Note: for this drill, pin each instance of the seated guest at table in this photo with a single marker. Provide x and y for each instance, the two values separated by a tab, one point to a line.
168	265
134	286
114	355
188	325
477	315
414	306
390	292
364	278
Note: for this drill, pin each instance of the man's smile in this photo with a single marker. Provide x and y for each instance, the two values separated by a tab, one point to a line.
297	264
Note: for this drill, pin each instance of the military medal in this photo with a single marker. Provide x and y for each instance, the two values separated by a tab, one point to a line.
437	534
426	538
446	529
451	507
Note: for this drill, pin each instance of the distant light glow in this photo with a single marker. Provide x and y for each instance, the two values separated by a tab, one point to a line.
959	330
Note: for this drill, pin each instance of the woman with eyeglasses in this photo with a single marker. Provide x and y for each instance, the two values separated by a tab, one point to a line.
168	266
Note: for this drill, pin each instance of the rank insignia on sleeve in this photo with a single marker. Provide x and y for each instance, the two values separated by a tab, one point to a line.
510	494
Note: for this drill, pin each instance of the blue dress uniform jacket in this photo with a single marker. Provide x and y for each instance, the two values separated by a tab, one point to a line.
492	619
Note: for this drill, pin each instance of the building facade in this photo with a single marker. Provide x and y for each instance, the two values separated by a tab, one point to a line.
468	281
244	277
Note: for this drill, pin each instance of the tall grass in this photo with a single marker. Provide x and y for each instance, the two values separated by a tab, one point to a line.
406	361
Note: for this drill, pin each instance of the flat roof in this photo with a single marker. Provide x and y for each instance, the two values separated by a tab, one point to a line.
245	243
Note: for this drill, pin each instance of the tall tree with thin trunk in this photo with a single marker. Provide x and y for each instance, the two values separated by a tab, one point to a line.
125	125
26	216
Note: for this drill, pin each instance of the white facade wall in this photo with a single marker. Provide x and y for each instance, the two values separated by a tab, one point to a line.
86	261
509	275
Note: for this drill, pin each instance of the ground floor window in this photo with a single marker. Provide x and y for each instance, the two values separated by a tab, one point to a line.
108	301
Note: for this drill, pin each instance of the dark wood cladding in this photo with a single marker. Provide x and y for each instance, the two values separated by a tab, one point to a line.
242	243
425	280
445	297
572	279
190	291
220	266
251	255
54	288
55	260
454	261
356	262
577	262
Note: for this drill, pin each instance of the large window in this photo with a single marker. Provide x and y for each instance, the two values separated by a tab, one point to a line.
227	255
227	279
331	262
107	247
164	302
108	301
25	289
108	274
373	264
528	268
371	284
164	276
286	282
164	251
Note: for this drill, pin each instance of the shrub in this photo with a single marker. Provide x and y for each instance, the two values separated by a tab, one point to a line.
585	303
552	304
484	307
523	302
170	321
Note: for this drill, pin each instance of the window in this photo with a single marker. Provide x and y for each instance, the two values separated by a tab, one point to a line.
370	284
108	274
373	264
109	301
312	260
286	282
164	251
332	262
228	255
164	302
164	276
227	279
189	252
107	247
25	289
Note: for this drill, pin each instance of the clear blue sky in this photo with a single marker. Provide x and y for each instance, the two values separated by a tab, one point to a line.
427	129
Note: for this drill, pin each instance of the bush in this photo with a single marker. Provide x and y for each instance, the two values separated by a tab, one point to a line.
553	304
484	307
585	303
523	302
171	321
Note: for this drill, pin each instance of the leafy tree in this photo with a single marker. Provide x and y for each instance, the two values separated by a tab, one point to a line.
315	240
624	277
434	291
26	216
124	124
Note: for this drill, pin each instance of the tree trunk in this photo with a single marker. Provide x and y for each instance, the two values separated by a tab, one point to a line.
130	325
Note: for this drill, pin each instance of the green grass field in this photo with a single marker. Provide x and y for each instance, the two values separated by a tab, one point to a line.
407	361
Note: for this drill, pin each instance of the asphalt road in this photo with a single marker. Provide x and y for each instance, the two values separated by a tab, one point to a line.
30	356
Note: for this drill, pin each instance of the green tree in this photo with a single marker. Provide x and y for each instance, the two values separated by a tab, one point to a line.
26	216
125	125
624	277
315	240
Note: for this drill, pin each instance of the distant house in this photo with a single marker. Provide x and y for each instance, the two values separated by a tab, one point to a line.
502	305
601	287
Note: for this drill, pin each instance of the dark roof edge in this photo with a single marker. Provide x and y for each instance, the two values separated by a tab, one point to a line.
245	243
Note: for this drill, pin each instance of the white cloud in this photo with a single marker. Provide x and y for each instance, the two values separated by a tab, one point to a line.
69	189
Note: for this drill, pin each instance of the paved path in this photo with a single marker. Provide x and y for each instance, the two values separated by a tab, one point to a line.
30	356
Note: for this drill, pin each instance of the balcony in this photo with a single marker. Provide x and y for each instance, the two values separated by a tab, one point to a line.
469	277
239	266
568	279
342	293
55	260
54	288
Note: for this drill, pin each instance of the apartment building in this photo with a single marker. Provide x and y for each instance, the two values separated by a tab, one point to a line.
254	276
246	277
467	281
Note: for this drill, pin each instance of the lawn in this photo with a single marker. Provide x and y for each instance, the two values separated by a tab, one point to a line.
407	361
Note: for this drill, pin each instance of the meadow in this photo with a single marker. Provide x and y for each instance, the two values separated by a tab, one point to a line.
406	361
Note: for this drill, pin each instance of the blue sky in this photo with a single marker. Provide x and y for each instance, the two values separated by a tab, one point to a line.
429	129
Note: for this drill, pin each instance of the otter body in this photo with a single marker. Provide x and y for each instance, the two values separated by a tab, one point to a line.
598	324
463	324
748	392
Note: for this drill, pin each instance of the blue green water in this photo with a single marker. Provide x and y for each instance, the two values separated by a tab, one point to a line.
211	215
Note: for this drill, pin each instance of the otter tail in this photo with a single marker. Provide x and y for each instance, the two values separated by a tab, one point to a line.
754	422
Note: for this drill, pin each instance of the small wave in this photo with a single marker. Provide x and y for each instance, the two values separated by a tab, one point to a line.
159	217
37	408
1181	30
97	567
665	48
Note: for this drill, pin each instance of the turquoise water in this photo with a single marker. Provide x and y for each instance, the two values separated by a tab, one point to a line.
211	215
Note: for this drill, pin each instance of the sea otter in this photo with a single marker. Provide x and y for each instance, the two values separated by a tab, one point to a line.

****************************************

Task item: Would you please copy every line of the data exactly?

Response area:
Note: for this drill, pin each instance of the seated guest at table in this photo with a single marker. Provide x and y for each instance, the two values separated by a tab, one point to a line.
168	265
134	286
114	355
188	325
477	315
414	306
390	292
364	278
Note: for this drill, pin each instance of the man's smile in this photo with a single marker. Provide x and y for each instance, the two values separated by a tab, one point to a line.
297	264
Note: for this drill, pin each instance of the military medal in this photo with a single marker. Provide x and y for each instance, the two values separated by a tab, one point to a line.
437	534
426	538
446	529
451	507
Note: for this drill, pin each instance of the distant light glow in this photo with a single marker. Provide x and y for each instance, the two values separated by a tab, one point to a line.
959	330
Note: for this drill, pin each instance of the woman with eyeglasses in this photo with a single marker. Provide x and y for each instance, the two values separated by a tab, one point to a line.
168	266
Note: for this drill, pin each instance of the rank insignia on sleeve in this photo with a single marker. Provide x and y for each instance, the two values separated by a tab, one point to a line.
510	494
Note: for this drill, pin each instance of the blue dress uniform jacket in this photo with a single marker. Provide x and y for each instance, the two values separated by a tab, one point to a line.
492	619
Note: for this drill, pin each instance of the building facade in this photo with a single marker. Provide x and y for each instance, the two values separated by a tab, one point to a line.
468	281
244	277
Note: for this drill, pin each instance of the tall grass in this photo with a single marker. Provide x and y for each instance, the two values separated by a tab, one point to a line.
406	361
Note: for this drill, pin each instance of the flat roof in this photo with a single marker. Provide x and y for each instance, the two values separated by a tab, one point to a line.
245	243
Note: for this drill, pin each instance of the tall tree with thin trunk in this photo with a single marker. Provide x and y for each instance, the two values separated by a tab, one point to a line.
125	125
26	216
Note: for this drill, pin each instance of the white facade wall in this photo with a single marker. Provide x and y for each instance, the two values separated by a tab, one point to a line.
86	261
509	275
Note: for this drill, pin each instance of the ground floor window in this photo with a single marker. Provide x and y for each instance, the two values separated by a tab, one point to a line.
108	301
Note: for this drill, pin each instance of the dark wood cladding in this photo with a single marker. Provide x and y for each instance, the two values separated by a tab, one point to a line.
242	243
425	280
445	297
572	279
190	291
220	266
251	255
54	288
55	260
454	261
356	262
577	262
Note: for this drill, pin each instance of the large window in this photo with a single marker. Provide x and y for each instance, the two values separated by a tab, one point to a line.
227	255
227	279
331	262
107	247
164	302
108	301
25	289
108	274
373	264
528	268
371	284
164	276
286	282
164	251
Note: for this drill, pin each instance of the shrub in this photo with a single marker. Provide x and y for each instance, the two values separated by a tab, one point to a line.
585	303
552	304
484	307
523	302
170	321
Note: for this drill, pin each instance of the window in this photo with a single marker. Provide x and y for each instance, the two values separated by a tab, one point to a line.
370	284
108	274
373	264
109	301
312	260
286	282
164	251
332	262
228	255
164	302
164	276
227	279
189	252
107	247
25	289
Note: for this drill, pin each instance of the clear blue sky in this photo with a single marker. Provide x and y for each instance, the two values separated by a tab, one point to a line.
427	129
Note: for this drill, pin each instance of the bush in this photo with a single marker. Provide x and y for each instance, the two values separated by a tab, one point to a line.
553	304
484	307
585	303
523	302
171	321
Note: for this drill, pin each instance of the leafy tree in this photo with a single marker. Provide x and y for each instance, the two values separated by a tab, one point to a line.
315	240
624	277
434	291
26	216
124	124
Note: for this drill, pin each instance of the tree trunk in this photo with a single marker. Provide x and y for each instance, the two values separated by a tab, one point to a line.
130	325
Note: for this drill, pin each instance of the green grass field in this photo with a single marker. Provide x and y for each instance, the two values separated by a tab, one point to a line.
407	361
Note: for this drill, pin each instance of the asphalt road in this photo with a single marker. Provide x and y for each instance, the two values separated by a tab, one point to a line.
30	356
Note: for this drill, pin each instance of the green tree in this photo with a single marker. Provide x and y for each instance, the two values separated by a tab, one point to a line.
26	216
125	125
624	277
315	240
Note: for this drill, pin each instance of the distant house in this photo with a single marker. Provide x and y for each instance, the two values separated by a tab, one point to a line.
502	305
601	287
Note: for this drill, pin each instance of the dark roof edge in this photo with a single marker. Provide x and y for each instance, the two values separated by a tab, one point to a line.
245	243
Note: for this drill, pin each instance of the white cloud in this photo with a single marker. Provide x and y for each instance, the two values separated by a tab, one point to a line.
69	189
Note: for this drill, pin each instance of the paved path in this photo with a single marker. Provide x and y for each instance, the two values separated by a tab, one point to a line.
30	356
Note: for this drill, pin each instance of the balcony in this photo with a single marker. Provide x and y for each instance, the two values separated by a tab, one point to a line.
469	277
239	266
568	279
342	293
55	260
54	288
Note: for this drill, pin each instance of the apartment building in this photo with a single marker. Provide x and y for each instance, the two values separated by a tab, one point to a line.
254	276
246	277
467	281
Note: for this drill, pin each instance of the lawn in this photo with a single marker. Provide x and y for each instance, the two values separated by a tab, one point to a line.
407	361
Note: for this drill, pin each instance of the meadow in this photo with a single marker. Provide x and y for each instance, the two values separated by a tab, one point to a line.
406	361
Note: for this drill, pin each instance of the blue sky in this photo with a single marker. Provide x and y for each instance, the two values separated by a tab, one point to a line.
429	129
Note: for this drill, pin each instance of the otter body in this photo with a single marker. Provide x and y for each instance, the two values separated by a tab, one point to a line.
598	324
463	324
748	392
Note: for this drill, pin each instance of the blue green water in this photo with a single marker. Provide x and y for each instance, the two values separated by a tab, one point to a line.
211	215
Note: for this drill, pin each instance of the otter tail in this photo with a single marker. Provide x and y for each instance, the two values separated by a tab, one point to a line.
754	422
Note: for this drill, pin each instance of the small wave in this photo with a single marker. Provide x and y for each instance, the two values separated by a tab, one point to a line.
159	217
37	408
1181	30
97	567
665	48
Note: for this drill, pin each instance of the turquoise water in this photo with a single marker. Provide x and y for each instance, the two values separated by a tab, one point to a line.
211	215
Note: for this drill, pin each instance of the sea otter in this photo with a single marker. Provide x and y for each instance, the two values separated by a tab, one point to a line.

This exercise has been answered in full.